# Compiti:
[1] Nel brano sul seminario di Gerace, per quale motivo i genitori riuscivano a stento a rientrare a casa?
[2] Modifica un passo del brano sul seminario di Gerace: ricopialo partendo dalle parole "Noi abbiamo altri" e fermandoti dopo "rientravano a casa.". Al posto di "mulo" scrivi "cavallo".
[3] Scrivi il seguito del brano sul seminario di Gerace, riprendendo dall'ultima frase riportata.

La lunga sfida [di Nino Zanchin -1967]

Noi abbiamo altri ricordi e non tutti lieti. Ricordiamo le tragiche Odissee dei nostri genitori quando venivano a trovarci, percorrendo strade impervie a dorso di mulo e, sorpresi dalla tempesta, a stento rientravano a casa.


IL SEMINARIO DI GERACE 
RISPOSTA A FRANCESCO PERRI

A proposito di una lettera dell'autore di "Emigranti" e de "Il discepolo ignoto", Francesco Perri, pubb1icata di recente su " La voce di Calabria" (9-10 febbr. 1954), c'è da fare qualche rilievo sia circa l'ispiratore della lettera (il ben identificabile C puntato) sia circa lo stesso autore.

# Estratti dei dati:
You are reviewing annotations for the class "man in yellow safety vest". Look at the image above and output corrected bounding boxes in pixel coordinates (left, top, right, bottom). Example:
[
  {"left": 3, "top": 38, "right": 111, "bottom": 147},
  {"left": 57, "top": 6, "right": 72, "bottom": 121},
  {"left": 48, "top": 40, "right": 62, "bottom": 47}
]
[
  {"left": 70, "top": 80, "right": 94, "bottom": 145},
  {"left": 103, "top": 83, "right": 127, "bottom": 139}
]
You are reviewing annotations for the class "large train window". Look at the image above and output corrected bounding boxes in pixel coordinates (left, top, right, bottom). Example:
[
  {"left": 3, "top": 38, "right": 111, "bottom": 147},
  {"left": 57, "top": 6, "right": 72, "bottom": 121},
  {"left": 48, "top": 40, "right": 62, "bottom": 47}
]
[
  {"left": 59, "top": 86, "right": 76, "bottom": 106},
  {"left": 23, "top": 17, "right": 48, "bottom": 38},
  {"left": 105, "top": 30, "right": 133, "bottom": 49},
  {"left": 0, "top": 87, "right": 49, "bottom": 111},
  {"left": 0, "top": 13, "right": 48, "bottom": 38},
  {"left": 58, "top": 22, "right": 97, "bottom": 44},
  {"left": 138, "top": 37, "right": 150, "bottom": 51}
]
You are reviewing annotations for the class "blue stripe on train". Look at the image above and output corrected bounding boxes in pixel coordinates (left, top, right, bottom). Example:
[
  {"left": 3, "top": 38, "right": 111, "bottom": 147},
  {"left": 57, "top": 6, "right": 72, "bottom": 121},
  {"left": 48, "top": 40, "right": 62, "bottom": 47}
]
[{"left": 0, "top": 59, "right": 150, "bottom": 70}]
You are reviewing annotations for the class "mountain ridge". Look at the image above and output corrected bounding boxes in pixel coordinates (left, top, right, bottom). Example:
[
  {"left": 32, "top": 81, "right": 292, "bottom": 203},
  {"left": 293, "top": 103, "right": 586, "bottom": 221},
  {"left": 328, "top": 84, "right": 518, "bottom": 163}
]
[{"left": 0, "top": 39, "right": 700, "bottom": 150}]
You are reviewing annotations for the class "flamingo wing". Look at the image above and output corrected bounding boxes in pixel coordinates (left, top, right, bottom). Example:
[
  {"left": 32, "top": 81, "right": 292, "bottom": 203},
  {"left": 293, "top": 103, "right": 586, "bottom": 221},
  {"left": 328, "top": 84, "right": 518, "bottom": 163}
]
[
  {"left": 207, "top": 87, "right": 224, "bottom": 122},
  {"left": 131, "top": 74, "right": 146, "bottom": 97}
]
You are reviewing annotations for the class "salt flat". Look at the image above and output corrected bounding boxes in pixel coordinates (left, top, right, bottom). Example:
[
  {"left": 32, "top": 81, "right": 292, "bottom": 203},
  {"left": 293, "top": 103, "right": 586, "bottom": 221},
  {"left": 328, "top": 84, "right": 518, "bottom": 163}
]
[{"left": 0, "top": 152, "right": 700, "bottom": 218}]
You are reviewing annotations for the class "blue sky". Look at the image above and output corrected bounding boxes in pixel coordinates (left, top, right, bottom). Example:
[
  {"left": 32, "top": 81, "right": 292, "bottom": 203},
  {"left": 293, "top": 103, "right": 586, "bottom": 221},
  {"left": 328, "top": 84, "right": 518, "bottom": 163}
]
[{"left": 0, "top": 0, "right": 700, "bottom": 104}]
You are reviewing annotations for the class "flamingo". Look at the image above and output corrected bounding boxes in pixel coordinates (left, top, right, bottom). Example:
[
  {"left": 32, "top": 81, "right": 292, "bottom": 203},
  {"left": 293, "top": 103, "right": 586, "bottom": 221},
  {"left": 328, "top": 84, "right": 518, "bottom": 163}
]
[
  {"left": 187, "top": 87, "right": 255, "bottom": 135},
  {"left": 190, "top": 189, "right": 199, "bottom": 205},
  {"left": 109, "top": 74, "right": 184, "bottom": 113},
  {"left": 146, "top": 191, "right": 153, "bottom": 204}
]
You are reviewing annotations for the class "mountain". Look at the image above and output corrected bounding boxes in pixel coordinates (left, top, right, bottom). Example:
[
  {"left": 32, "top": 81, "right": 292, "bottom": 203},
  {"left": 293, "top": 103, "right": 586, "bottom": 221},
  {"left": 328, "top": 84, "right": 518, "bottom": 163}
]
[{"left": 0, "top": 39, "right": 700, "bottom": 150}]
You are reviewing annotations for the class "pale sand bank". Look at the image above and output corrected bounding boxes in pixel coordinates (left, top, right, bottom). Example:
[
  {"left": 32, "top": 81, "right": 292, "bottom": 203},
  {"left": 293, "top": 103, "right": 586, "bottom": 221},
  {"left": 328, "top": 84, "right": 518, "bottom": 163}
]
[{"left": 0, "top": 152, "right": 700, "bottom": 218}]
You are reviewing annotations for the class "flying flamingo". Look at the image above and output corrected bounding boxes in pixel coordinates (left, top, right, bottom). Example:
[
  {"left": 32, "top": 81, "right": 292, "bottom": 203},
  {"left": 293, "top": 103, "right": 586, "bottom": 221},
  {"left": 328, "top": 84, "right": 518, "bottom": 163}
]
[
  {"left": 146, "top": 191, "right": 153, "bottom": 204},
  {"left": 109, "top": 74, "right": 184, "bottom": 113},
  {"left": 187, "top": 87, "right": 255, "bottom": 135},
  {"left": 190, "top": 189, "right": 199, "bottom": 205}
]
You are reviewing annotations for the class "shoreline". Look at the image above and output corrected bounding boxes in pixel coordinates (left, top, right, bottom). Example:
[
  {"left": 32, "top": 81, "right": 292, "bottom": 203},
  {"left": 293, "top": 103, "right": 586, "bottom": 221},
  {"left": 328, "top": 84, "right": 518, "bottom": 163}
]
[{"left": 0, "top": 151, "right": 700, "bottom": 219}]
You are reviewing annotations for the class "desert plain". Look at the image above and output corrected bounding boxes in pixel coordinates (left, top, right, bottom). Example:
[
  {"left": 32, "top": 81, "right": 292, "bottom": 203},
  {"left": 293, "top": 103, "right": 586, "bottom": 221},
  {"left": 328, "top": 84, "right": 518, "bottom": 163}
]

# Risposte all'esercizio:
[1] I genitori riuscivano a stento a rientrare a casa perché percorrevano strade impervie a dorso di mulo e venivano sorpresi dalla tempesta.

[2]
Noi abbiamo altri ricordi e non tutti lieti. Ricordiamo le tragiche Odissee dei nostri genitori quando venivano a trovarci, percorrendo strade impervie a dorso di cavallo e, sorpresi dalla tempesta, a stento rientravano a casa.

[3]
Circa l'ispiratore o gli ispiratori della lettera, si rileva come dopo una petizione indirizzata alla S. Sede, tutta infarcita di buaggini e di argomenti puerili e fatta firmare o con inganno o con minacce da una buona parte del Clero della Diocesi; dopo una vile campagna di menzogne e di calunnie condotta da tutto un popolo contro il suo benefattore, viene ora la lettera dello scrittore, quella che dovrebbe essere "il suggello ch'ogni uomo sganni",  “Roma locuta est" per darla vinta a quei di lassù. Si ingannano: perché come a nulla son valse quel po' di sciocchezze scritte maliziosamente e sottoscritte ingenuamente, come non son valse e
non varranno le calunnie e le minacce degne di tempi ormai tramontati, cosi neanche la lettera di uno scrittore, per quanto illustre, può dar per vinta una causa che è molto seria.
Circa l'autore della lettera è il caso di fermarsi un po' più a lungo.
E ci vorrà questi consentire, democraticamente, di esporre il nostro pensiero, anche se Egli siede sull'Olimpo della letteratura e noi ci troviamo le mille miglia lontani da quello. Perché mentre noi leggiamo con ammirazione e - perché no? - con orgoglio le bellissime pagine di "Emigranti" o degli altri suoi volumi, leggendo questa lettera non proviamo altro che una vampata di sdegno per quelle argomentazioni che egli vuole artificiosamente imbastire.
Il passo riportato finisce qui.